- **Prompt A**: In the forum post about running PySpark through Toree, what error message does the Python worker report?

- **Given text**:
I have installed toree to my jupyter environment
(https://github.com/apache/incubator-toree) and written a piece of code that
works with pyspark. Yarn starts properly and I can see the containers running
in the queue,
When I run the code, I get the following error
Error from python worker: /usr/local/bin/python2.7: No module named pyspark
the kernel is set-up as follows:
{ "language": "python", "display_name": "Apache Toree - PySpark", "env": {
"__TOREE_SPARK_OPTS__": " --master yarn", "SPARK_HOME":
"/usr/hdp/2.4.2.0-258/spark", "__TOREE_OPTS__": "",
"DEFAULT_INTERPRETER": "PySpark", "PYTHONPATH":
"/usr/hdp/2.4.2.0-258/spark/python:/usr/hdp/2.4.2.0-258/spark/python/lib/py4j-0.9-src.zip",
"PYTHON_EXEC": "python", "PYTHONSTARTUP":
"/usr/hdp/2.4.2.0-258/spark/python/pyspark/shell.py", "PYSPARK_PYTHON":
"/usr/local/bin/python2.7", "PYSPARK_DRIVER_PYTHON":
"/usr/local/bin/python2.7"
}, "argv": [
"/usr/local/share/jupyter/kernels/apache_toree_pyspark/bin/run.sh",
"--profile", "{connection_file}" ]}

[Contour annotation entries]
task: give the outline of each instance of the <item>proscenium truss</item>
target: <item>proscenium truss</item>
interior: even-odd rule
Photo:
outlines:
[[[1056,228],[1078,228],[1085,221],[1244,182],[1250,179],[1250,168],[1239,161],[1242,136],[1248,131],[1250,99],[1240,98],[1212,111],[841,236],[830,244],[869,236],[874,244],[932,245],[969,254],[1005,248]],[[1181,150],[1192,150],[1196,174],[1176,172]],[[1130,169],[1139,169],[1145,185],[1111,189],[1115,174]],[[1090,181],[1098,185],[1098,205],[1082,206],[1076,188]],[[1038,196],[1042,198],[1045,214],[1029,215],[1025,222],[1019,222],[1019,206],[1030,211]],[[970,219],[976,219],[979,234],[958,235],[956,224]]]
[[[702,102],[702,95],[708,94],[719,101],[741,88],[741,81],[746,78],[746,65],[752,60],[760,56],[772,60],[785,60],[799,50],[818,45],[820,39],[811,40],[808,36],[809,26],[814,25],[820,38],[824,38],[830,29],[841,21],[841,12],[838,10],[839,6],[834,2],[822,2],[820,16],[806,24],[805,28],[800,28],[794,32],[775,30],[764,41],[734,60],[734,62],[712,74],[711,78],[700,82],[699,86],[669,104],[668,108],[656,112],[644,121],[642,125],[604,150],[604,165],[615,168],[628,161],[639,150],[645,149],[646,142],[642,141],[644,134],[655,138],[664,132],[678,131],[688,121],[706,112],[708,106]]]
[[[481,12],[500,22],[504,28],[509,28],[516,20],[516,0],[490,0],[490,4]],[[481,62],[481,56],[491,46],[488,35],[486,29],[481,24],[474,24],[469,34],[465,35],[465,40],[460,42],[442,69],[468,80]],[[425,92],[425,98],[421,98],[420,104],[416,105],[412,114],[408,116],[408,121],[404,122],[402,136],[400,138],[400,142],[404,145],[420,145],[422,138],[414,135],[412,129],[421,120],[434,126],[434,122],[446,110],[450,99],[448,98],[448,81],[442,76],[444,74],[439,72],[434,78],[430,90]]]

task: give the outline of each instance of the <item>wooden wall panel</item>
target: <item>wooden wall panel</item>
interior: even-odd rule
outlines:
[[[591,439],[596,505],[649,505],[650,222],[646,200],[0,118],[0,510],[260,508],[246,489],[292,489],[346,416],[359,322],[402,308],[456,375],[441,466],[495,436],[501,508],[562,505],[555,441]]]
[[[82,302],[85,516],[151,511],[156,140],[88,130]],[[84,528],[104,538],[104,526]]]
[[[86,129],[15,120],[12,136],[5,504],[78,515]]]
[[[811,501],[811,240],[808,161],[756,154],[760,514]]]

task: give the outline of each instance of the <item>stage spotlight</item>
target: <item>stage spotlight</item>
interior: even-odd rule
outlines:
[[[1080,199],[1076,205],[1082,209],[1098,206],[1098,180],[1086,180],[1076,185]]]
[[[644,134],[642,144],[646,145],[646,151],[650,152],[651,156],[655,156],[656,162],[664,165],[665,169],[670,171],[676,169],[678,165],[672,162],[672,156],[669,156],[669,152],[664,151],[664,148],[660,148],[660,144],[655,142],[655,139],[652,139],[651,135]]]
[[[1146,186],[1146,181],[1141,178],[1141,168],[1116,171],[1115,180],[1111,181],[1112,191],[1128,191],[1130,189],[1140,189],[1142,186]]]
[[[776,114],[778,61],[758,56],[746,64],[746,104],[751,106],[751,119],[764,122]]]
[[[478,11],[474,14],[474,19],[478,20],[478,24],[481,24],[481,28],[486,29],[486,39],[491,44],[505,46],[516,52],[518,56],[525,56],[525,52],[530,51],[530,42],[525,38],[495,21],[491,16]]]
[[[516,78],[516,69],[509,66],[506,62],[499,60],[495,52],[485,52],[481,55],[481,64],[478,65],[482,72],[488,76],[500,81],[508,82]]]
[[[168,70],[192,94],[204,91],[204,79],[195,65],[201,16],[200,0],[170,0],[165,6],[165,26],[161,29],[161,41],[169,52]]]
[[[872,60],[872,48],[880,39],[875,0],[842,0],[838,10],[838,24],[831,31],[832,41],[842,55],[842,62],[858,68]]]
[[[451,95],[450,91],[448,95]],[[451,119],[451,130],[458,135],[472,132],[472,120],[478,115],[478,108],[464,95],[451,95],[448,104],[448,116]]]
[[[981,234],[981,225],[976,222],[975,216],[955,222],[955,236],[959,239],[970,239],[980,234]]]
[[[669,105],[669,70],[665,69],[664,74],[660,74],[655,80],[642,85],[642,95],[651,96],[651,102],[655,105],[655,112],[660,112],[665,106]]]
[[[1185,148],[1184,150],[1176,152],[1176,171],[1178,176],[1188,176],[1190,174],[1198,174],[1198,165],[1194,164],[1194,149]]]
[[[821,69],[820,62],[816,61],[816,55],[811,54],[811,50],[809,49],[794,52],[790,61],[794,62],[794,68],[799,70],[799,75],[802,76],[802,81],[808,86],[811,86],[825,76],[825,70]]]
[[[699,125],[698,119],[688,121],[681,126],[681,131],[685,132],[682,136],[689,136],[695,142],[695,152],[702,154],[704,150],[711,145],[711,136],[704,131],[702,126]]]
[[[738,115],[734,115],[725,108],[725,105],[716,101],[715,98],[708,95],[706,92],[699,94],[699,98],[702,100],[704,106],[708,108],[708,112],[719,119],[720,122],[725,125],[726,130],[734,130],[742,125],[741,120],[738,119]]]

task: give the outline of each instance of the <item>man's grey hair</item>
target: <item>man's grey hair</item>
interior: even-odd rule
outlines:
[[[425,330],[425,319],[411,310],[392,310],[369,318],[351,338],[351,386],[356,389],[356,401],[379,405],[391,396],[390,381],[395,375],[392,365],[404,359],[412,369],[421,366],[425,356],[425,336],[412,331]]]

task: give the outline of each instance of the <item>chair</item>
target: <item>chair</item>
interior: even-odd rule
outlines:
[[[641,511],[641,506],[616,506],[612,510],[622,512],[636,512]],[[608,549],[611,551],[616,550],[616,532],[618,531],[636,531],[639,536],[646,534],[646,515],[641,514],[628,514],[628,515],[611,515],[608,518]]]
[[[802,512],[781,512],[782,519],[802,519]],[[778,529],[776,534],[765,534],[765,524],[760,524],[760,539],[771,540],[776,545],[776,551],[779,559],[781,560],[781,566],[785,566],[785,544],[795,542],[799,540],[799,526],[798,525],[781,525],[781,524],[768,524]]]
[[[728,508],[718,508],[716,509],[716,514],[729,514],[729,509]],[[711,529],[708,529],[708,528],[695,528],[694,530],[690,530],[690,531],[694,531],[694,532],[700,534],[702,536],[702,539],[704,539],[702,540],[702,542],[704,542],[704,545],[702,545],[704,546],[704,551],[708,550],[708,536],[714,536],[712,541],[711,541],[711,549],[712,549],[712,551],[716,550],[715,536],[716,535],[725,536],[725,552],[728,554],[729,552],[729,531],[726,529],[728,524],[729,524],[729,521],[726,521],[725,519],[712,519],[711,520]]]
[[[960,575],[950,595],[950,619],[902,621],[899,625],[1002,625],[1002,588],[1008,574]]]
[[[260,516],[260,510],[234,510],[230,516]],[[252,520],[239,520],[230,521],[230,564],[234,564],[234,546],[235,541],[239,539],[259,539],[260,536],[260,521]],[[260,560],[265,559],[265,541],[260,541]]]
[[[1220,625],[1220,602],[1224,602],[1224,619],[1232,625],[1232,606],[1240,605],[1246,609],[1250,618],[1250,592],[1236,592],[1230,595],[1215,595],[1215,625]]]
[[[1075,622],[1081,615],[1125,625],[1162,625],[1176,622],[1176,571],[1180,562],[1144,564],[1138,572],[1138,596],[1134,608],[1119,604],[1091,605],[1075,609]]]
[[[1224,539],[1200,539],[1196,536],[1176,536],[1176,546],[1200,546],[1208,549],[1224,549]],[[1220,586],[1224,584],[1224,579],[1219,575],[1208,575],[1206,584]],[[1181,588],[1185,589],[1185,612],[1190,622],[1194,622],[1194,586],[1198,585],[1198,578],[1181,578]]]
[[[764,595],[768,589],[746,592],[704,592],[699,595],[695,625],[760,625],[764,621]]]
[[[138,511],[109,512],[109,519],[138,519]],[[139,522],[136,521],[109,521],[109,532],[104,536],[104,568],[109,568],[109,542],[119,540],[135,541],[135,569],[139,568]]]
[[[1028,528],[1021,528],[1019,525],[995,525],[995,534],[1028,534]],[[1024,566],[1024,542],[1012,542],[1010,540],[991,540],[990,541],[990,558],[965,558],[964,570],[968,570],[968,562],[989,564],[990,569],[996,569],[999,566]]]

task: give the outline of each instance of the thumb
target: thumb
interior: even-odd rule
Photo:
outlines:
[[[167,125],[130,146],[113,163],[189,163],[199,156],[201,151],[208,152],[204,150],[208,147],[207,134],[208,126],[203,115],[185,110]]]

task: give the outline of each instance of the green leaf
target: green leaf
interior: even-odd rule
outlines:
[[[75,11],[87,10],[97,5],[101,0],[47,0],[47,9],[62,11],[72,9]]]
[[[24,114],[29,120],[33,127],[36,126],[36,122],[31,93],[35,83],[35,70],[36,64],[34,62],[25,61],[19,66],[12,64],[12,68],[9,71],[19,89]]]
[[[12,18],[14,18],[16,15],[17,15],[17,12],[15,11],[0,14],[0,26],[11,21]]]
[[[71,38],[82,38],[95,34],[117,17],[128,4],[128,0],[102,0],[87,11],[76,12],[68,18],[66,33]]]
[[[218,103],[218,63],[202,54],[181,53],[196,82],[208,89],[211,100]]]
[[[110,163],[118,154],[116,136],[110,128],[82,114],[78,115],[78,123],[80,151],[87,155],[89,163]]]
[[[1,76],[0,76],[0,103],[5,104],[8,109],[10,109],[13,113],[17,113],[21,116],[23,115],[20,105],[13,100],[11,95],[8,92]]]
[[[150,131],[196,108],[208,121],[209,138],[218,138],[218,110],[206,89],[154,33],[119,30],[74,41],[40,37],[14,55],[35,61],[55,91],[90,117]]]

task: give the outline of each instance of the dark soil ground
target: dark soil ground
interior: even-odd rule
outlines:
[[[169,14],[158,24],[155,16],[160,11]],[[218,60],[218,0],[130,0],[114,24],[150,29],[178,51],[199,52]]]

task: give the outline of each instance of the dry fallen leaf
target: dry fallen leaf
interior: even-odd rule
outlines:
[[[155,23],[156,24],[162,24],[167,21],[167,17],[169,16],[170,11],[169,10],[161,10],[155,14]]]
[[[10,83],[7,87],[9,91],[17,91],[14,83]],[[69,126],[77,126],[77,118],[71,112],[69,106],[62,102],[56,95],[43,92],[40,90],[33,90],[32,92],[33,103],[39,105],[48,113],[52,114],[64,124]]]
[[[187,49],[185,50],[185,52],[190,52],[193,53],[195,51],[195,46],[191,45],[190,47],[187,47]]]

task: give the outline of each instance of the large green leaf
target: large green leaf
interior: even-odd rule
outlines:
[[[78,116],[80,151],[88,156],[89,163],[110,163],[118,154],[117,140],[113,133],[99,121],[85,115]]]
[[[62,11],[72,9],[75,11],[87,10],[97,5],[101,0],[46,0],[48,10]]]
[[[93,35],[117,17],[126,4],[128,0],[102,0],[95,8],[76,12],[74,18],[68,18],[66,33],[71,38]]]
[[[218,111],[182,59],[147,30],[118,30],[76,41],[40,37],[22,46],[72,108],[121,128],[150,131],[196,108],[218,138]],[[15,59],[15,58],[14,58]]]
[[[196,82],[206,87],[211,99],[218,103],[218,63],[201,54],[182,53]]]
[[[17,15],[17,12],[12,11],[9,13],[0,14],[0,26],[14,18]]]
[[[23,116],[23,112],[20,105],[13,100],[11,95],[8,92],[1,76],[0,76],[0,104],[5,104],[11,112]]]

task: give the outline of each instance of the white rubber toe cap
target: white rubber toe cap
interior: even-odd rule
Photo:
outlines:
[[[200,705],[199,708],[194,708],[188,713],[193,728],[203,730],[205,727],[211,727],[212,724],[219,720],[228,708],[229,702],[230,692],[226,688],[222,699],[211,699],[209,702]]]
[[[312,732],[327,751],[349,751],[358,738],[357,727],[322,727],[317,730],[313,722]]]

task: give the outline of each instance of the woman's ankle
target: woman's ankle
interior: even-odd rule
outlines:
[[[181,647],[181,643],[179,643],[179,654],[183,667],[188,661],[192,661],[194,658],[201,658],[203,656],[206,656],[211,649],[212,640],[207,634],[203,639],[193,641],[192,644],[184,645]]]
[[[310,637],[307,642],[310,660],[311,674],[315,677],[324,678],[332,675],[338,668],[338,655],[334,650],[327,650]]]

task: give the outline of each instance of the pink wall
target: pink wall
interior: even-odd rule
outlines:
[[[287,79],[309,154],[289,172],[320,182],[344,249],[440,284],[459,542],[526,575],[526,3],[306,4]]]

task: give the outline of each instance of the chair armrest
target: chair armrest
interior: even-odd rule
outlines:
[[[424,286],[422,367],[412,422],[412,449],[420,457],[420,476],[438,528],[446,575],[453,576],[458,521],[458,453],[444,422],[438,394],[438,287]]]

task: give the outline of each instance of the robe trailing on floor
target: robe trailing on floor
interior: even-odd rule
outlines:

- **Prompt B**: Select every line of the entries above that contains the word "spotlight".

- **Task solution A**: /usr/local/bin/python2.7: No module named pyspark

- **Task solution B**:
task: give the outline of each instance of the <item>stage spotlight</item>
target: <item>stage spotlight</item>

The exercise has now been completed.